WORK INSTRUCTIONS: Report every line in the data listing that contains the string "trim", treating uppercase and lowercase as different.

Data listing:
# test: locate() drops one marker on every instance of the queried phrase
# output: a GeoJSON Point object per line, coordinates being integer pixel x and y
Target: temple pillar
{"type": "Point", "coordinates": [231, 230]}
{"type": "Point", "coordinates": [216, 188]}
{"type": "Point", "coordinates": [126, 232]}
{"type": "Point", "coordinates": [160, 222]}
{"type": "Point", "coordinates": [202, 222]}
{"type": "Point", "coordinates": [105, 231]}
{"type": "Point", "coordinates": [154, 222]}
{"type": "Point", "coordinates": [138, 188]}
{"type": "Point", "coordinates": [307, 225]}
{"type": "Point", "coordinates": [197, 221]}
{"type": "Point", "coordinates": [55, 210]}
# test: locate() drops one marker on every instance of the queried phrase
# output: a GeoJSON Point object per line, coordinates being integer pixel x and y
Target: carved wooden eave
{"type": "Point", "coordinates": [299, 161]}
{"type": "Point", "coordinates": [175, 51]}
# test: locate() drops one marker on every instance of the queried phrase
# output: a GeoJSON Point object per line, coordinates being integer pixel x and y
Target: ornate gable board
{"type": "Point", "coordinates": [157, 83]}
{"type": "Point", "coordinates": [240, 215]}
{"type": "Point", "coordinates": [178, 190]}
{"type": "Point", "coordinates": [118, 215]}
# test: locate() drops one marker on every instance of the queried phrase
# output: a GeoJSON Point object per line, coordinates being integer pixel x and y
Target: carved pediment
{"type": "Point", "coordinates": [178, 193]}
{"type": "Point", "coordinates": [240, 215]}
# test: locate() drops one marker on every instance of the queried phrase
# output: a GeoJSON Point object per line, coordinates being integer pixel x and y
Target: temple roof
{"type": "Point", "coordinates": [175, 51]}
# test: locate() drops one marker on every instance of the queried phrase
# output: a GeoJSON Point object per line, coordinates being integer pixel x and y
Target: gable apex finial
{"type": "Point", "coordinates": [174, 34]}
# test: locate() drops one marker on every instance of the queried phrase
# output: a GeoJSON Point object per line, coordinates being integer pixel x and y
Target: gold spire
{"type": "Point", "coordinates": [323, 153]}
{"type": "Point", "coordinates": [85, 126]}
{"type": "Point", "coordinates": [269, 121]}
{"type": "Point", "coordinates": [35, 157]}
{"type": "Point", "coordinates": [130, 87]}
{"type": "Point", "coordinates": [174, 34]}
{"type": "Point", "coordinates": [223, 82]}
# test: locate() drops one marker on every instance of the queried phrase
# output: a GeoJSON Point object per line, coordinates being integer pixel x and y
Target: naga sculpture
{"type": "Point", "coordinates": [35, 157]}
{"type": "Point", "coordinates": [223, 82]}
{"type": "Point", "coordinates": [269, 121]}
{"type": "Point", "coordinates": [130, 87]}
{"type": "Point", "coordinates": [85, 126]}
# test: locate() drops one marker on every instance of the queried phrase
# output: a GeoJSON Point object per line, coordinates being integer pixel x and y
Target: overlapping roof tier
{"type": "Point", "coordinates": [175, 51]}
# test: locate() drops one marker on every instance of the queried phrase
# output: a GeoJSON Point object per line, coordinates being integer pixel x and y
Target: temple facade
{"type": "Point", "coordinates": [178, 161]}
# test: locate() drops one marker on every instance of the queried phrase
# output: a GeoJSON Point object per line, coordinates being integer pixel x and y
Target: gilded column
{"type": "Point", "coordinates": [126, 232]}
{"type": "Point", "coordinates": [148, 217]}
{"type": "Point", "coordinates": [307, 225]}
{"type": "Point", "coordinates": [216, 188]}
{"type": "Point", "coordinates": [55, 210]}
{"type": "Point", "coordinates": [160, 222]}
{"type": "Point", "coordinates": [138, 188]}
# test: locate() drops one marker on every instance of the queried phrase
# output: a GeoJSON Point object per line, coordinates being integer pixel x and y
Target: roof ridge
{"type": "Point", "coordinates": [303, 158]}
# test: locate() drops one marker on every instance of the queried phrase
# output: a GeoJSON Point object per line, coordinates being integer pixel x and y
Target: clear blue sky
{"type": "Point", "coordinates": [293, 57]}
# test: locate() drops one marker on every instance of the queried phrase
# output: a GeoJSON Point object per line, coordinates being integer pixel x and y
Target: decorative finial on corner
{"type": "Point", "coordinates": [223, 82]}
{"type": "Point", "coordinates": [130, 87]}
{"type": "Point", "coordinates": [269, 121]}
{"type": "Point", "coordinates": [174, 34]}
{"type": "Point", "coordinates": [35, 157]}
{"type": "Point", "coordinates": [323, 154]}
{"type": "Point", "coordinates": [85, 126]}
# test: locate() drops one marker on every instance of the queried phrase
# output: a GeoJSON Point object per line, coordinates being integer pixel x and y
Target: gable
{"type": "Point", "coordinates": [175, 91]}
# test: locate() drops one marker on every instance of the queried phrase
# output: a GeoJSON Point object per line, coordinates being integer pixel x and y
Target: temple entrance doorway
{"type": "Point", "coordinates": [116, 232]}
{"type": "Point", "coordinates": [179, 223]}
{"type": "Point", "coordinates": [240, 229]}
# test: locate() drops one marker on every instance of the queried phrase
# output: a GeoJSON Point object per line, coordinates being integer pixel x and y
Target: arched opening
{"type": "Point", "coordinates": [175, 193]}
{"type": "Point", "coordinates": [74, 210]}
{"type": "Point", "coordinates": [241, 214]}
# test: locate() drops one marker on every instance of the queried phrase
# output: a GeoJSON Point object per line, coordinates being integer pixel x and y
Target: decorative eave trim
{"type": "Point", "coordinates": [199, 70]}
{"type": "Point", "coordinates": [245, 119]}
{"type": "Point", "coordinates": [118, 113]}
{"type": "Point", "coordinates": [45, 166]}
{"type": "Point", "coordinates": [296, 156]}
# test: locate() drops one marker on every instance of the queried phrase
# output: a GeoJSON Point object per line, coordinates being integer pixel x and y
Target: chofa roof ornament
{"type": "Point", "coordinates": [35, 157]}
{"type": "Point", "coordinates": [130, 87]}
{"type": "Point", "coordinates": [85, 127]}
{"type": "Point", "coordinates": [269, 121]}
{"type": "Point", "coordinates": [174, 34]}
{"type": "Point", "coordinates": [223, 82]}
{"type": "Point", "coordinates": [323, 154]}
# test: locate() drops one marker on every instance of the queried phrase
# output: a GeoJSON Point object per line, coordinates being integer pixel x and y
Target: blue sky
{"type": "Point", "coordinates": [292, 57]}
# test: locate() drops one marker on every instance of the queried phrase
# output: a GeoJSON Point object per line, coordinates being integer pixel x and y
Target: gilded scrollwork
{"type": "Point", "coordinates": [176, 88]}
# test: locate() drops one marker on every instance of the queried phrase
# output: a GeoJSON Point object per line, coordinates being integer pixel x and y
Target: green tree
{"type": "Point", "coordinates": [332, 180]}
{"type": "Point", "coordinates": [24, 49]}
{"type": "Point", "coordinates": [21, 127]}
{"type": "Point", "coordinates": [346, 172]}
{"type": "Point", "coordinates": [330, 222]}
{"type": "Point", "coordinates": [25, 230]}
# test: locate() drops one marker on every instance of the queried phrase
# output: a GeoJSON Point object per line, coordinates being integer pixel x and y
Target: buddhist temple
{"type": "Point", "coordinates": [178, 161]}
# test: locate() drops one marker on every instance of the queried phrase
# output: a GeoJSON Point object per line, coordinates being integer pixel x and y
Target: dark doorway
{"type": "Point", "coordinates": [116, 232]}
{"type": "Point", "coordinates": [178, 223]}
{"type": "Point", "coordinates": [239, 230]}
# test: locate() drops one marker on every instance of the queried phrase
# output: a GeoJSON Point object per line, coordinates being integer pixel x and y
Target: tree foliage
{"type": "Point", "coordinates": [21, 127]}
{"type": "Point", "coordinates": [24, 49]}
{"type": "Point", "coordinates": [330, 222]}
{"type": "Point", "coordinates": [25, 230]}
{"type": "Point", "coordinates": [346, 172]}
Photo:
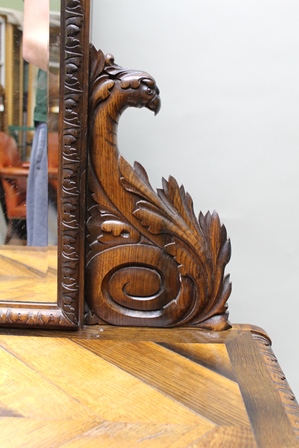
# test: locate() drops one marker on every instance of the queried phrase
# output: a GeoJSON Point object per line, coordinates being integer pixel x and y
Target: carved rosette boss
{"type": "Point", "coordinates": [150, 261]}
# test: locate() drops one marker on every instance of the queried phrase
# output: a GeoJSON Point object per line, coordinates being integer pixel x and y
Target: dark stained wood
{"type": "Point", "coordinates": [262, 401]}
{"type": "Point", "coordinates": [66, 311]}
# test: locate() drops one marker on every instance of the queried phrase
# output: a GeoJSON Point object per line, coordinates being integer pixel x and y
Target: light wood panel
{"type": "Point", "coordinates": [110, 386]}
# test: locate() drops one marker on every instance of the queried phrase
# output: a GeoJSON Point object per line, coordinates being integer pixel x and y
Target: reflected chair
{"type": "Point", "coordinates": [13, 175]}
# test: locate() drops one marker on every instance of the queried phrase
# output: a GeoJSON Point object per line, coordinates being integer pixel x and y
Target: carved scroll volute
{"type": "Point", "coordinates": [150, 261]}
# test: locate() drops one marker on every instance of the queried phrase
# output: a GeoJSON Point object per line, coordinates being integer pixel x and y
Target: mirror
{"type": "Point", "coordinates": [28, 209]}
{"type": "Point", "coordinates": [31, 292]}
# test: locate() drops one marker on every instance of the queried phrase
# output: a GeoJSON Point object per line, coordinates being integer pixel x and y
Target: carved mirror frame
{"type": "Point", "coordinates": [68, 311]}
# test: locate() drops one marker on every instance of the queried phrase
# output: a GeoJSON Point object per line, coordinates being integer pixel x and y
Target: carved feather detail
{"type": "Point", "coordinates": [162, 266]}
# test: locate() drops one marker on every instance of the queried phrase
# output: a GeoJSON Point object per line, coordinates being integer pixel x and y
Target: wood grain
{"type": "Point", "coordinates": [28, 274]}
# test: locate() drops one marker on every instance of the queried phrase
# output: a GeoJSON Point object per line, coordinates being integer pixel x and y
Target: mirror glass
{"type": "Point", "coordinates": [28, 260]}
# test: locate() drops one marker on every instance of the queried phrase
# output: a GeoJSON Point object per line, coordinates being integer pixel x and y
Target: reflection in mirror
{"type": "Point", "coordinates": [23, 265]}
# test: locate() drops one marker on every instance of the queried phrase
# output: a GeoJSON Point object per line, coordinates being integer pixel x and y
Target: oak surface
{"type": "Point", "coordinates": [28, 274]}
{"type": "Point", "coordinates": [116, 386]}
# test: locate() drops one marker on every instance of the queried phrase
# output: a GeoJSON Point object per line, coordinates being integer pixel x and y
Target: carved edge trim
{"type": "Point", "coordinates": [73, 137]}
{"type": "Point", "coordinates": [66, 314]}
{"type": "Point", "coordinates": [279, 380]}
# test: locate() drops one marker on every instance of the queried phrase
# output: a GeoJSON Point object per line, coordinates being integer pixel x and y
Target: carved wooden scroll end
{"type": "Point", "coordinates": [150, 260]}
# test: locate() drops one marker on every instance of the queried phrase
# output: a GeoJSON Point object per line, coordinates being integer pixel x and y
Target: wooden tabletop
{"type": "Point", "coordinates": [113, 386]}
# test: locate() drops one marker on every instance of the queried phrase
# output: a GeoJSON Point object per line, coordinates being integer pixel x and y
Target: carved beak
{"type": "Point", "coordinates": [154, 104]}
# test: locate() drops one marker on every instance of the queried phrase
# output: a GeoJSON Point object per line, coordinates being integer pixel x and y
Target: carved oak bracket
{"type": "Point", "coordinates": [149, 260]}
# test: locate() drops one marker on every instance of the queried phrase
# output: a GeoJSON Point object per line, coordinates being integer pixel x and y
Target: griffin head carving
{"type": "Point", "coordinates": [122, 87]}
{"type": "Point", "coordinates": [150, 260]}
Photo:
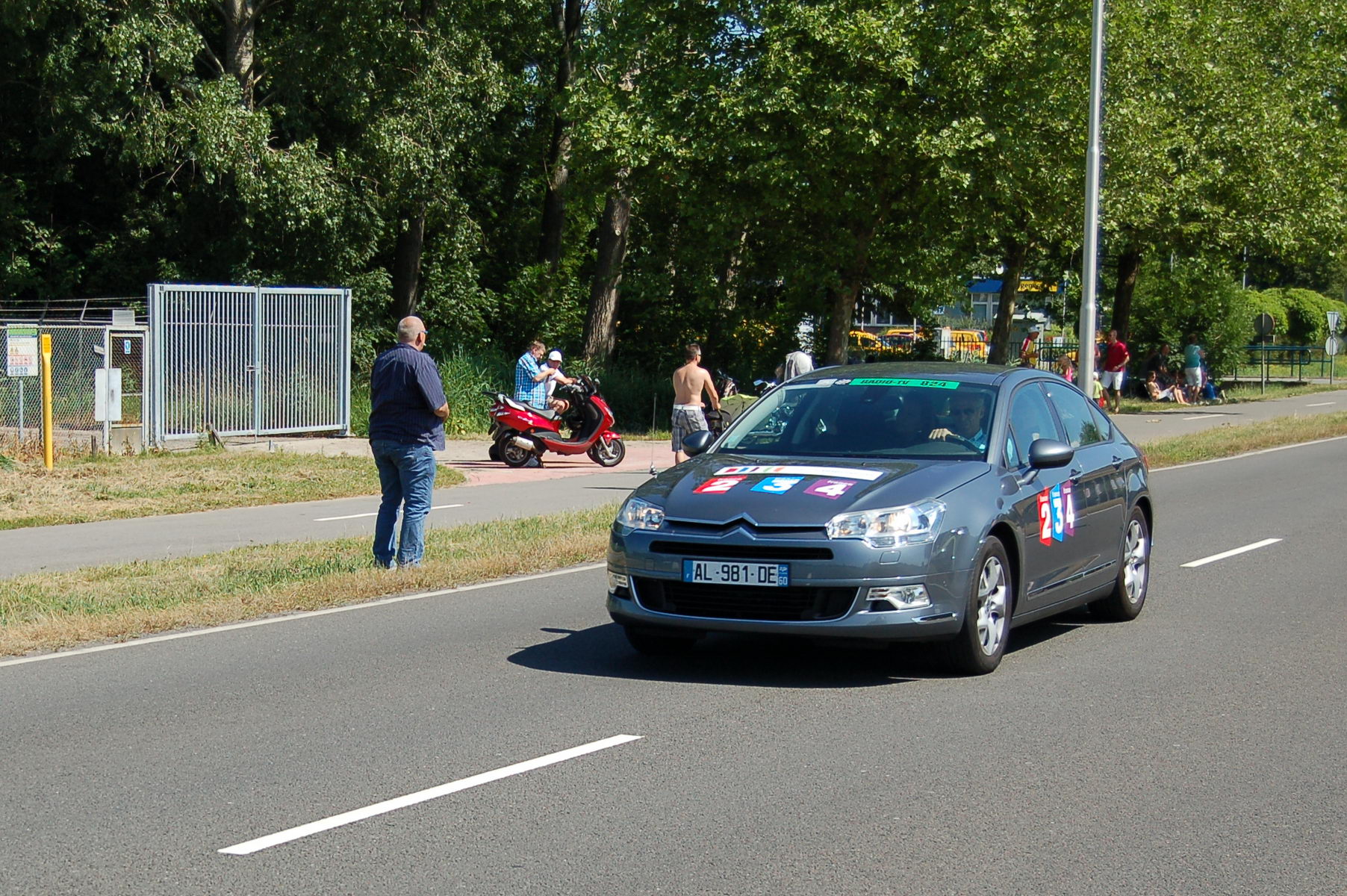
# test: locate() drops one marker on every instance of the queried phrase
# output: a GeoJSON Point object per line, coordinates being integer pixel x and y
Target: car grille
{"type": "Point", "coordinates": [742, 551]}
{"type": "Point", "coordinates": [724, 529]}
{"type": "Point", "coordinates": [735, 601]}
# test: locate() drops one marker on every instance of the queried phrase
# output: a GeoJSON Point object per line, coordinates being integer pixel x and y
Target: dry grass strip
{"type": "Point", "coordinates": [1230, 440]}
{"type": "Point", "coordinates": [108, 488]}
{"type": "Point", "coordinates": [45, 612]}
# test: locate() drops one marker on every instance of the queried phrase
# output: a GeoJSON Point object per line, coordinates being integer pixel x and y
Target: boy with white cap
{"type": "Point", "coordinates": [554, 360]}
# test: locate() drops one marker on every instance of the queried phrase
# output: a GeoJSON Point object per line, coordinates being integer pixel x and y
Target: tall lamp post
{"type": "Point", "coordinates": [1090, 276]}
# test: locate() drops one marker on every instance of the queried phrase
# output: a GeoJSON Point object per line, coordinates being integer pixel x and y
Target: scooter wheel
{"type": "Point", "coordinates": [514, 455]}
{"type": "Point", "coordinates": [608, 453]}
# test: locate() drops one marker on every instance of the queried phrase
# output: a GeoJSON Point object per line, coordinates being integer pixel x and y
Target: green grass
{"type": "Point", "coordinates": [50, 611]}
{"type": "Point", "coordinates": [1234, 395]}
{"type": "Point", "coordinates": [1229, 441]}
{"type": "Point", "coordinates": [84, 489]}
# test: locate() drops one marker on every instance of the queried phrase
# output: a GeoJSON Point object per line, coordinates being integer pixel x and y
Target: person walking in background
{"type": "Point", "coordinates": [1030, 348]}
{"type": "Point", "coordinates": [1192, 358]}
{"type": "Point", "coordinates": [797, 364]}
{"type": "Point", "coordinates": [1114, 370]}
{"type": "Point", "coordinates": [690, 382]}
{"type": "Point", "coordinates": [407, 411]}
{"type": "Point", "coordinates": [1066, 367]}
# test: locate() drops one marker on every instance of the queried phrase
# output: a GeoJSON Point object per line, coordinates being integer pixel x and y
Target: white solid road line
{"type": "Point", "coordinates": [420, 797]}
{"type": "Point", "coordinates": [1231, 553]}
{"type": "Point", "coordinates": [353, 517]}
{"type": "Point", "coordinates": [1239, 457]}
{"type": "Point", "coordinates": [291, 617]}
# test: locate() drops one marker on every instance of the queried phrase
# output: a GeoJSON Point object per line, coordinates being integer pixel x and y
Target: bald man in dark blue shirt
{"type": "Point", "coordinates": [407, 411]}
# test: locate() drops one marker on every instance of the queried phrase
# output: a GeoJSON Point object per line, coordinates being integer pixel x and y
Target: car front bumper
{"type": "Point", "coordinates": [827, 596]}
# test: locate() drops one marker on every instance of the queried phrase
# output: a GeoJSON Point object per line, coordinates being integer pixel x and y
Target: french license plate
{"type": "Point", "coordinates": [733, 573]}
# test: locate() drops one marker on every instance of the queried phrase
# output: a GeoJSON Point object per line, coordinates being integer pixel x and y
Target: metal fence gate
{"type": "Point", "coordinates": [244, 360]}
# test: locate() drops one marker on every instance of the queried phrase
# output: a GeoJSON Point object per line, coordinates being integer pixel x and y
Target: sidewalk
{"type": "Point", "coordinates": [469, 457]}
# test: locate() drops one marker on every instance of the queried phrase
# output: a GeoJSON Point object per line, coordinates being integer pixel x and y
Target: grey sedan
{"type": "Point", "coordinates": [896, 503]}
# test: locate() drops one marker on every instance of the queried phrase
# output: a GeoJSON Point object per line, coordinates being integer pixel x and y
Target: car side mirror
{"type": "Point", "coordinates": [1050, 453]}
{"type": "Point", "coordinates": [698, 442]}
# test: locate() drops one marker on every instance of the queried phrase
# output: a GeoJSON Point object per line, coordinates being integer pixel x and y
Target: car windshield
{"type": "Point", "coordinates": [868, 417]}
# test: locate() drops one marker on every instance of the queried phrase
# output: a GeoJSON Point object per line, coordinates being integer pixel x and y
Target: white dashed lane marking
{"type": "Point", "coordinates": [420, 797]}
{"type": "Point", "coordinates": [1231, 553]}
{"type": "Point", "coordinates": [356, 517]}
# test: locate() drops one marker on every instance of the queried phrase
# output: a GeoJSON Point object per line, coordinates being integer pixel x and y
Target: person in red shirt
{"type": "Point", "coordinates": [1114, 370]}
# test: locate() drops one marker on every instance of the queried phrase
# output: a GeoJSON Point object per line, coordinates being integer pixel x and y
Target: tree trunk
{"type": "Point", "coordinates": [601, 321]}
{"type": "Point", "coordinates": [240, 20]}
{"type": "Point", "coordinates": [567, 20]}
{"type": "Point", "coordinates": [407, 255]}
{"type": "Point", "coordinates": [842, 301]}
{"type": "Point", "coordinates": [841, 314]}
{"type": "Point", "coordinates": [1129, 266]}
{"type": "Point", "coordinates": [728, 276]}
{"type": "Point", "coordinates": [1012, 267]}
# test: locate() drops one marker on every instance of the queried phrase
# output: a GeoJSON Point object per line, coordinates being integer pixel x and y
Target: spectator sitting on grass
{"type": "Point", "coordinates": [1159, 393]}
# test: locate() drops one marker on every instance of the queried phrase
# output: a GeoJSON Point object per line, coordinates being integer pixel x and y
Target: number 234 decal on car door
{"type": "Point", "coordinates": [1057, 514]}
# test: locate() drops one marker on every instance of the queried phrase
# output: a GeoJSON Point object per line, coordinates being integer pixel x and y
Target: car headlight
{"type": "Point", "coordinates": [640, 515]}
{"type": "Point", "coordinates": [892, 526]}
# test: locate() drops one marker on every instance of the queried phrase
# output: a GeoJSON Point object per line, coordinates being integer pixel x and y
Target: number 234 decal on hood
{"type": "Point", "coordinates": [1057, 514]}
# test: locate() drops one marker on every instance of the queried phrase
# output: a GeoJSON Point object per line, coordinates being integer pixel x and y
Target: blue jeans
{"type": "Point", "coordinates": [407, 477]}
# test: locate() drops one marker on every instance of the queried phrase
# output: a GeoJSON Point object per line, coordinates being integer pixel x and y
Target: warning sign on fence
{"type": "Point", "coordinates": [20, 351]}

TASK ANSWER:
Target: decorative eave trim
Target: carved edge trim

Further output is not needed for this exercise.